── DOCUMENT PASSAGE
Did you know that more than 60% of Canadians spend out-of-pocket on the purchase of prescription drugs? According to the Canadian Union of Public Employees, an average Canadian household spends about $450 per year out of pocket on prescription drugs.
Managing your mental and physical health should not come at the cost of other necessities of your life. Still, unfortunately, the high cost of prescription drugs can put a financial strain on many Canadian families. According to the latest estimates reported by the Canadian Institute for Health Information, the total spending on prescription drugs is expected to cross $34.3 billion in 2021 This cost will be collectively incurred by:
- Provincial government (public payers) who will be incurring 43.1% of the total cost (or $14.8 billion)
- Private insurance companies will be paying 36.9% of this cost (or about $12.7 billion)
- Canadian individuals will be incurring 19.9% of the total cost (or about $6.8 billion) as an out-of-pocket expenditure.
Cost of Prescription Drugs in Canada
According to data reported by Statistics Canada, 55% of Canadian adults (aged 18 to 79 years) have used at least one prescription drug in the past month, over 35% of Canadians used at least two or more prescription drugs, while 24% used three or more prescription drugs in the past month.
The most commonly reported prescription drugs in Canada include:
- Blood pressure medications prescribed to 16% of Canadian adults on prescription drugs
- Cholesterol-lowering medications prescribed to 12% of Canadian adults on prescription drugs
- Mental health drugs (medications to treat depression, mania, and bipolar disorders) are prescribed to 10% of Canadian adults on prescription drugs
The Canadian healthcare system is often held up as an example against other healthcare systems around the globe since it is designed to deliver the services of qualified doctors and hospital care on a per-need basis, regardless of the patient's ability to pay.
The prescription drugs that are administered in the hospitals are provided to the Canadian residents at no additional charge. The prescription drugs that are to be administered outside of the hospital settings are usually covered by territorial, provincial or federal drug programs that decide the coverage and eligibility of recipients. Most Canadians have access to prescription drugs through private or public insurance plans. The publicly funded drug programs are mainly designed to provide prescription drug coverage to those in need based on their medical condition, socioeconomic status and age. Some Canadians also get insurance through their employers, and about 700,000 Canadians have no prescription drug coverage and pay the entire cost of their prescription drugs as an out-of-pocket expense.
────
── DATA BLOCK
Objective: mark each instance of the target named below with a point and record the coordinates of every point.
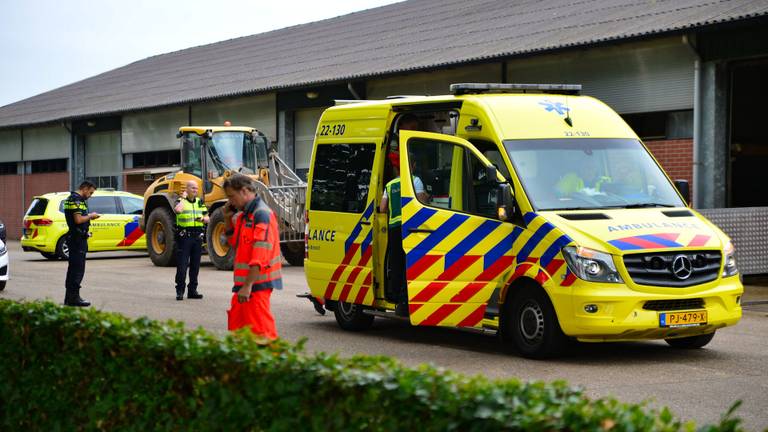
────
## TASKS TO CARRY OUT
- 1) According to the text on prescription drug costs in Canada, how many Canadians have no prescription drug coverage at all?
- 2) Write the next paragraph of the text on prescription drug costs in Canada, picking up after its final sentence.
The material has no connection to the text on prescription drug costs in Canada.

## RESPONSES PER TASK
- 1) About 700,000 Canadians have no prescription drug coverage.

- 2)
8 Ways Canadians can Save Money on Prescription Drugs
The cost of prescription drugs in Canada is one of the highest in the world. According to a study published in the Canadian Medical Association Journal, investigators reported that approximately 1 million Canadians cut back on necessities such as food and heat to afford their prescription medications. The study also reported that about 8.2% of the population on prescription drugs (corresponding to 1.6 million Canadian) skipped the medication or missed the refills to reduce the cost of prescription drugs.
If you are looking to save money on your refills, here are some tips:
1. Ask your doctor or pharmacist if you should (still) be on the medication:
Some prescription drugs are needed for only a designated period of time. For example, Clopidogrel is usually recommended for only one year after certain heart operations. Continuing to take the medication after 1 year may pose a risk, which is why it is highly recommended to ask your doctor or pharmacist how long you are going to stay on particular drug therapy. It is imperative to mention that you should never stop or change the dosage of a prescription drug without communicating with your healthcare provider, as it can lead to serious complications.
Deprescribing Network, Canadian Medical Association, Choosing Wisely Canada, and other related organizations aim at educating individuals about the impacts of overmedication or unnecessary medications, especially in seniors and individuals with serious healthcare issues. Overmedication or unnecessary medication is a leading cause of complications among the elderly and should be avoided. For example, drugs like sleeping pills that are often prescribed to help with insomnia (or sleeping difficulty) can increase the risk of falls in the elderly by 47 to 57%.
It is also vital to keep up with your regular check-ups and follow-up appointments. The key benefits to discussing your drug therapy with a doctor or pharmacist are:
- Knowing whether a particular medication is working or not.
- Periodic assessment of your health so you know whether your health issues are improving or getting worse.
- Staying on top of your health issues can also help in minimizing the risk of complications.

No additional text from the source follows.